+++ Supplied text +++

Posted in Defining faith by Cheryl Berman on the August 8th, 2010

There is little more satisfying in life than watching two of your greatest loves meet:  Brown mustard on a barbecued hot dog.  Salted butter on a steaming cob of corn. Or even the first meeting between your parents and your husband-to-be.  I think this is one reason I was so disappointed when my two loves – philosophy and faith- seemed to part so irrevocably with the various discussions and critiques surrounding the proofs for existence of God. Let’s face it.  The medieval rationalists had it easy on this front.  They believed these proofs worked technically so for them philosophy spoke volumes about religion and faith.  But when the proofs were shot down and the metaphysics was shown to be beyond our logical minds, philosophy and faith seemed to part ways.  Religion was thought to be based solely on a blind faith. What more could philosophy possible have to say?

A recent article in the New York Times by Gary Gutting, professor of philosophy at Notre Dame rejects this view of the relationship between philosophy and faith. Gutting offers philosophy a second chance at faith by using ideas from philosophers like Hume, Wittgenstein and Platinga.  The three philosophers claim that everyday life is based on “basic beliefs” that we have no good arguments for.  For example we can’t prove that the past is often a good guide to the future, our memories are reliable, or that other people have a conscious inner life.  These are beliefs that we have adopted based on our life experiences.  They can’t really be proven technically. Faith can be viewed as one of these types of beliefs.  We have all experienced the deep beauty of nature, moral obligation, a sense of love and being loved, and through these life experiences we can  speak about a belief in an all good and powerful Being who cares for us.

Gary Gutting admits that this type of belief is far from the specifics of Christianity, Islam, and Judaism, but his point remains.  Philosophy and religion do not abide on separate islands.  They can still speak to and of each other, and they should.

While there are flaws to his theory I still think Gutting’s point is valid.   Philosophy and religion should not disengage.  There are branches of philosophy like existentialism that can uncover vast treasures of religious ideology (as has been demonstrated by Rav Soloveitchik and others) exposing new elements of the phenomenon of faith. Even the outdated medieval philosophers have something to offer religious thinkers today and they should not be discounted. I admit that not all of philosophy is amenable to religion, but where would we be without Kierkegaard’s Fear and Trembling, Buber’s I and Thou, or Rav Soloveitchik’s Lonely Man of Faith?

Faith is one of those of those mysterious human qualities that begs to be explored in order to be deepened. And as people who either experience faith or search to rediscover a lost faith we need to understand it. Philosophy is one of our best tools with which we can do so.

+++

**Work to complete:**
1. In the post on philosophy and faith, which three philosophers does Gary Gutting draw on?
2. Rewrite the paragraph of the post on philosophy and faith that begins "A recent article in the New York Times" as a short bulleted list that keeps its main facts.
3. Copy the passage of the post on philosophy and faith from "While there are" up to and including "Man of Faith?", word for word.

+++ Entries +++

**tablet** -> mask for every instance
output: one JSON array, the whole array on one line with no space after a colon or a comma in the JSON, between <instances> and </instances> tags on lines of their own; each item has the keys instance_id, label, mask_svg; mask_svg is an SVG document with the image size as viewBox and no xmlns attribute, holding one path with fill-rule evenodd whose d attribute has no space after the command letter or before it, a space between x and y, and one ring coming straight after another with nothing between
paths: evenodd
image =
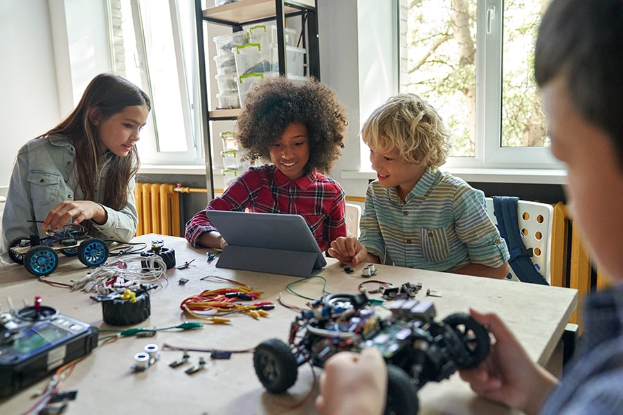
<instances>
[{"instance_id":1,"label":"tablet","mask_svg":"<svg viewBox=\"0 0 623 415\"><path fill-rule=\"evenodd\" d=\"M217 268L309 277L327 265L300 215L228 210L206 215L227 241Z\"/></svg>"}]
</instances>

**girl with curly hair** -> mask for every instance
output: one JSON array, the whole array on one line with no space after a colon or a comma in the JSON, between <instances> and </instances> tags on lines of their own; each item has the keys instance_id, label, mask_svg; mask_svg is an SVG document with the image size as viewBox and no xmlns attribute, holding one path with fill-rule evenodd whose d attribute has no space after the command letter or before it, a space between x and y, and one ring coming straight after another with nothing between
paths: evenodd
<instances>
[{"instance_id":1,"label":"girl with curly hair","mask_svg":"<svg viewBox=\"0 0 623 415\"><path fill-rule=\"evenodd\" d=\"M362 129L377 180L368 187L361 236L338 238L343 262L505 278L508 248L487 214L485 194L442 173L448 135L434 108L415 94L390 98Z\"/></svg>"},{"instance_id":2,"label":"girl with curly hair","mask_svg":"<svg viewBox=\"0 0 623 415\"><path fill-rule=\"evenodd\" d=\"M323 250L346 236L344 191L326 174L341 155L347 124L335 91L317 80L261 82L245 99L237 138L251 160L271 164L236 178L186 223L186 239L195 248L227 245L207 210L300 214Z\"/></svg>"}]
</instances>

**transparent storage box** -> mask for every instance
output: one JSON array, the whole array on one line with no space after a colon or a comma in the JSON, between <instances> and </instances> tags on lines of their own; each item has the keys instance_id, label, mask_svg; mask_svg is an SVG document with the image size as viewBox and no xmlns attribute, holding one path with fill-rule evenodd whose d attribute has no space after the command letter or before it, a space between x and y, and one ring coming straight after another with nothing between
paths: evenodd
<instances>
[{"instance_id":1,"label":"transparent storage box","mask_svg":"<svg viewBox=\"0 0 623 415\"><path fill-rule=\"evenodd\" d=\"M224 53L222 55L217 55L214 57L214 62L216 64L217 75L224 75L225 73L236 73L236 59L233 53Z\"/></svg>"},{"instance_id":2,"label":"transparent storage box","mask_svg":"<svg viewBox=\"0 0 623 415\"><path fill-rule=\"evenodd\" d=\"M233 131L223 131L221 133L221 140L223 140L223 149L226 151L240 149L236 134Z\"/></svg>"},{"instance_id":3,"label":"transparent storage box","mask_svg":"<svg viewBox=\"0 0 623 415\"><path fill-rule=\"evenodd\" d=\"M244 99L249 91L256 85L258 82L261 82L264 79L271 76L277 76L277 73L246 73L238 77L238 98L240 100L240 107L244 105Z\"/></svg>"},{"instance_id":4,"label":"transparent storage box","mask_svg":"<svg viewBox=\"0 0 623 415\"><path fill-rule=\"evenodd\" d=\"M235 169L244 171L251 166L244 150L227 150L221 151L223 156L223 167L225 169Z\"/></svg>"},{"instance_id":5,"label":"transparent storage box","mask_svg":"<svg viewBox=\"0 0 623 415\"><path fill-rule=\"evenodd\" d=\"M216 44L217 54L218 55L231 53L232 48L244 45L248 42L246 32L244 31L233 32L214 37L214 43Z\"/></svg>"},{"instance_id":6,"label":"transparent storage box","mask_svg":"<svg viewBox=\"0 0 623 415\"><path fill-rule=\"evenodd\" d=\"M214 77L219 85L219 93L238 92L238 77L235 73L217 75Z\"/></svg>"},{"instance_id":7,"label":"transparent storage box","mask_svg":"<svg viewBox=\"0 0 623 415\"><path fill-rule=\"evenodd\" d=\"M235 1L240 1L240 0L214 0L215 6L223 6L224 4L227 4L228 3L234 3Z\"/></svg>"},{"instance_id":8,"label":"transparent storage box","mask_svg":"<svg viewBox=\"0 0 623 415\"><path fill-rule=\"evenodd\" d=\"M240 99L237 91L217 93L217 100L219 102L218 109L240 108Z\"/></svg>"},{"instance_id":9,"label":"transparent storage box","mask_svg":"<svg viewBox=\"0 0 623 415\"><path fill-rule=\"evenodd\" d=\"M276 47L273 48L273 60L279 62L279 50ZM303 76L305 74L305 50L303 48L297 48L296 46L286 46L286 59L287 59L287 71L288 75L294 75L296 76Z\"/></svg>"},{"instance_id":10,"label":"transparent storage box","mask_svg":"<svg viewBox=\"0 0 623 415\"><path fill-rule=\"evenodd\" d=\"M238 176L238 170L236 169L224 169L222 170L223 174L223 181L226 189L229 185L233 183Z\"/></svg>"},{"instance_id":11,"label":"transparent storage box","mask_svg":"<svg viewBox=\"0 0 623 415\"><path fill-rule=\"evenodd\" d=\"M262 48L258 43L249 43L233 48L236 60L236 73L239 77L248 73L262 73L275 71L270 48Z\"/></svg>"},{"instance_id":12,"label":"transparent storage box","mask_svg":"<svg viewBox=\"0 0 623 415\"><path fill-rule=\"evenodd\" d=\"M296 45L296 30L284 28L283 37L285 44L289 46ZM249 43L258 43L262 46L277 44L277 26L274 24L262 24L249 28Z\"/></svg>"}]
</instances>

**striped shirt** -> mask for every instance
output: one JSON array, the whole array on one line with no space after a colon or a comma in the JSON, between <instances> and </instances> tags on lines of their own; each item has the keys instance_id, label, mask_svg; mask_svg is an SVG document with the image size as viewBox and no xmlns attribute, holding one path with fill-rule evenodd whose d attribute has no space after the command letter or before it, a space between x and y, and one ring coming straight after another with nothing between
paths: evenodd
<instances>
[{"instance_id":1,"label":"striped shirt","mask_svg":"<svg viewBox=\"0 0 623 415\"><path fill-rule=\"evenodd\" d=\"M485 194L462 179L428 169L403 203L395 187L368 187L359 241L381 264L453 270L508 261L506 243L487 214Z\"/></svg>"},{"instance_id":2,"label":"striped shirt","mask_svg":"<svg viewBox=\"0 0 623 415\"><path fill-rule=\"evenodd\" d=\"M584 303L582 335L541 414L623 414L623 284Z\"/></svg>"},{"instance_id":3,"label":"striped shirt","mask_svg":"<svg viewBox=\"0 0 623 415\"><path fill-rule=\"evenodd\" d=\"M296 181L288 178L274 165L250 167L231 184L223 195L186 223L185 237L199 247L199 236L217 230L206 216L206 210L249 210L260 213L300 214L307 222L320 250L332 241L346 236L344 190L339 183L316 169Z\"/></svg>"}]
</instances>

+++

**Solved tasks:**
1. Hume, Wittgenstein and Platinga.

2.
- Gary Gutting, professor of philosophy at Notre Dame, rejects in a New York Times article the view that philosophy has nothing to say about faith.
- Drawing on Hume, Wittgenstein and Platinga, he holds that everyday life rests on "basic beliefs" we have no good arguments for.
- Examples include trusting the past as a guide to the future, relying on our memories, and assuming other people have a conscious inner life.
- Such beliefs come from life experience and can't be proven technically.
- Faith can be seen as one of them: experiences of nature's beauty, moral obligation, and loving and being loved let us speak of belief in an all good and powerful Being who cares for us.

3.
While there are flaws to his theory I still think Gutting’s point is valid.   Philosophy and religion should not disengage.  There are branches of philosophy like existentialism that can uncover vast treasures of religious ideology (as has been demonstrated by Rav Soloveitchik and others) exposing new elements of the phenomenon of faith. Even the outdated medieval philosophers have something to offer religious thinkers today and they should not be discounted. I admit that not all of philosophy is amenable to religion, but where would we be without Kierkegaard’s Fear and Trembling, Buber’s I and Thou, or Rav Soloveitchik’s Lonely Man of Faith?